(Beginning of Data records)

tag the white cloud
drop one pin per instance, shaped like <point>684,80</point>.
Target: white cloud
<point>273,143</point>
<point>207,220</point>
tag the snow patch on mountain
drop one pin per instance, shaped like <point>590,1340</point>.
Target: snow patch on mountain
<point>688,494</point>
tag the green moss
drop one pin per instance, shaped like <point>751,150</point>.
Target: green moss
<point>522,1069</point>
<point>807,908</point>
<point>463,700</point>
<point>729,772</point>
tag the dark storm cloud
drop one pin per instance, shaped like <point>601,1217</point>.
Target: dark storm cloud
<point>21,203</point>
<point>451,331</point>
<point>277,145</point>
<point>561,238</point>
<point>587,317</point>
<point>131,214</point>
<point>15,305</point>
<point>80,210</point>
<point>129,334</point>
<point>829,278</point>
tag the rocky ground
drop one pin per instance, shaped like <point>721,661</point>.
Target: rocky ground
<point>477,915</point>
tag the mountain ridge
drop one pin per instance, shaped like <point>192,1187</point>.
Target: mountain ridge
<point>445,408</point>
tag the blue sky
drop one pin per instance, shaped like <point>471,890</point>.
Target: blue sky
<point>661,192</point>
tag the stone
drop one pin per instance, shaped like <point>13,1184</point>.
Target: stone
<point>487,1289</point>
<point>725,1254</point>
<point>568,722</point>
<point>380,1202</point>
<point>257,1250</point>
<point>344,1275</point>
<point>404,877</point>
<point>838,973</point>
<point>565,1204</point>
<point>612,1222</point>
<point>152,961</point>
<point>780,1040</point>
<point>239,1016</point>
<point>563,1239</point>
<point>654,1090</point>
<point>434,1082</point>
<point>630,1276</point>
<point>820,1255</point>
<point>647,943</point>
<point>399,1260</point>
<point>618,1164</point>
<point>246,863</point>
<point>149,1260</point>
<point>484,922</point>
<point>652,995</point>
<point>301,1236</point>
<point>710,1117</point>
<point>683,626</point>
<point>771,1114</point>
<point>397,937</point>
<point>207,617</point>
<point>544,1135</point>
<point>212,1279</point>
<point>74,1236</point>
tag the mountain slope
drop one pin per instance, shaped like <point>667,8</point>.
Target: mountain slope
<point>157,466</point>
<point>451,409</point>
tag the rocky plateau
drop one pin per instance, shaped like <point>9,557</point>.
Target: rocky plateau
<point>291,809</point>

(End of Data records)

Above are the entries; return each one exactly.

**Task solution:**
tag the white cloud
drop one pin per instance, shaped like <point>684,80</point>.
Target: white cloud
<point>273,143</point>
<point>207,220</point>
tag the snow patch on mountain
drop one pin per instance, shaped like <point>590,1340</point>.
Target: snow patch on mountain
<point>688,494</point>
tag the green moss
drop one pin per instance, shaped like <point>751,150</point>.
Target: green moss
<point>522,1069</point>
<point>807,908</point>
<point>463,700</point>
<point>729,772</point>
tag the dark storm cloud
drop one pin per instance, shaped like <point>601,1217</point>.
Target: dark storm cloud
<point>21,203</point>
<point>451,331</point>
<point>277,145</point>
<point>561,238</point>
<point>587,317</point>
<point>131,214</point>
<point>15,305</point>
<point>80,210</point>
<point>129,334</point>
<point>829,278</point>
tag the rocky ground
drop one pin per instance, shaped like <point>721,661</point>.
Target: rocky ground
<point>477,915</point>
tag the mountain ridge
drop one pin per instance, shaped like <point>192,1187</point>.
Target: mountain ridge
<point>445,408</point>
tag the blue sky
drop one pin per instance, shaped like <point>471,890</point>.
Target: blue sky
<point>661,192</point>
tag the stone
drop one pin per instance, shaped like <point>13,1184</point>.
Target: stone
<point>487,1289</point>
<point>725,1254</point>
<point>568,722</point>
<point>380,1202</point>
<point>257,1250</point>
<point>344,1275</point>
<point>404,877</point>
<point>838,973</point>
<point>565,1204</point>
<point>612,1222</point>
<point>152,961</point>
<point>780,1040</point>
<point>239,1016</point>
<point>563,1239</point>
<point>654,1090</point>
<point>434,1082</point>
<point>630,1276</point>
<point>820,1255</point>
<point>647,943</point>
<point>399,1260</point>
<point>618,1164</point>
<point>246,863</point>
<point>149,1260</point>
<point>484,922</point>
<point>652,995</point>
<point>301,1236</point>
<point>710,1117</point>
<point>683,626</point>
<point>771,1114</point>
<point>397,937</point>
<point>207,617</point>
<point>544,1135</point>
<point>212,1279</point>
<point>74,1236</point>
tag the mountain slope
drop one pin per instance, shaped like <point>667,8</point>.
Target: mountain slope
<point>157,466</point>
<point>451,409</point>
tag the rocky plateau
drop one pin per instance, shaped like <point>9,557</point>.
Target: rocky plateau
<point>291,809</point>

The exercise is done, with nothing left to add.